● Text passage:
[Start]

Sent via email and ERO

Ms. Arielle Mayer
Senior Policy Advisor
Ministry of Transportation
Policy and Planning Division
Transportation Planning Branch Environmental Policy Office (Toronto)
777 Bay Street Suite 3000
Toronto, ON M7A 2J8

Dear Ms. Mayer

RE: Discussion Paper: Towards a Greater Golden Horseshoe Transportation Plan

The City of Guelph and the Guelph Chamber of Commerce applaud the Province on its discussion paper, “Towards a Greater Golden Horseshoe Transportation Plan”. The Plan clearly diverges from past historical trends favouring travel by car, and instead prioritizes investing in and delivering improved regional public transit, leveraging new mobility technologies, and improving regional goods movement. As member organizations of the Connect the Corridor coalition, we are again grateful to the Province for demonstrating ongoing commitment to two-way all-day GO service(TWADGO) along the Kitchener rail line, as well as continued improvements to Highways 6 and 7 in our region. These directions are well aligned with the City of Guelph’s “Future-Ready: Strategic Plan”, where our transportation targets include improving connectivity by all modes, supporting improvements to sustainable interregional travel and goods movement, and ensuring safety for all road users.

[End]

● Provided data:

[Start]

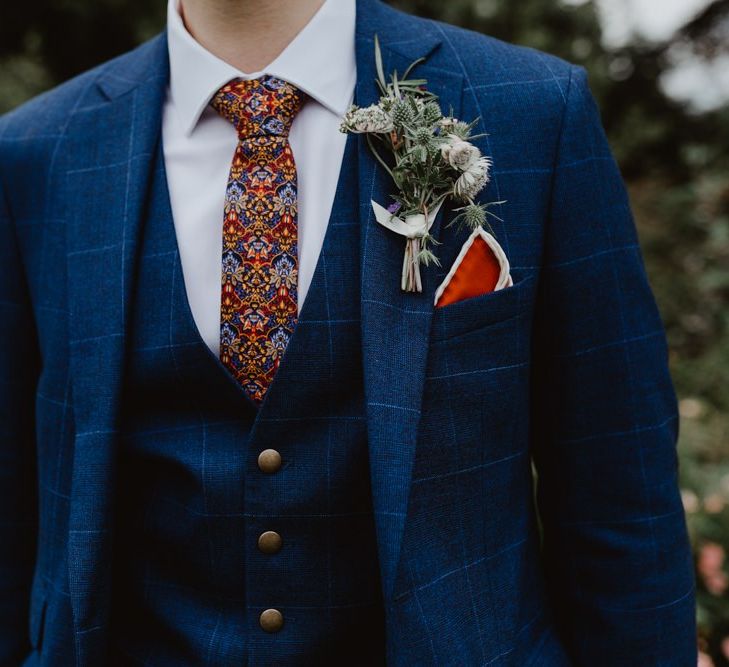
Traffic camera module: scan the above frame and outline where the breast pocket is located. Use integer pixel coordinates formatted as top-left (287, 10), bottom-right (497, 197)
top-left (431, 275), bottom-right (536, 342)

[End]

● Requests:
1. From the letter on the Greater Golden Horseshoe transportation plan, answer these:
(a) What is Arielle Mayer's job title?
(b) Along which rail line does the letter credit the Province with commitment to two-way all-day GO service?
(c) Which highways in the region are named for continued improvements?
2. How would you say this sentence from the letter on the Greater Golden Horseshoe transportation plan in French: "The Plan clearly diverges from past historical trends favouring travel by car, and instead prioritizes investing in and delivering improved regional public transit, leveraging new mobility technologies, and improving regional goods movement."
3. Could you pick up the letter on the Greater Golden Horseshoe transportation plan after its final sentence and carry it on?

● Task answers:
1.
(a) Senior Policy Advisor
(b) The Kitchener rail line
(c) Highways 6 and 7

2. Le Plan s'écarte clairement des tendances historiques passées favorisant les déplacements en voiture et privilégie plutôt l'investissement dans un transport en commun régional amélioré et sa mise en œuvre, l'exploitation des nouvelles technologies de mobilité et l'amélioration du transport régional des marchandises.

3.
Our comments below reflect the shared views and interests of the City of Guelph and the Guelph Chamber of Commerce. We have organized feedback into three parts: (1) Feedback on the Vision statements, and (2) feedback on the priority actions for each goal, and (3) considerations for implementation. We also view this submission as an opportunity to reiterate our encouragement of provincial leaderships as it relates to addressing service gaps emerging from the recent closure of Greyhound. Together, the City and the Guelph Chamber of Commerce have called for the creation of an express route between Toronto and Guelph in time for the Fall university semester to better enable students, faculty and other commuters to arrive to our community. Such a measure would serve as an important stop gap until the vision as set out in the discussion paper can be implemented. We appreciate the Province’s acknowledgement of our concerns, expressed in the letter on August 12, 2021 and look forward to further discussion.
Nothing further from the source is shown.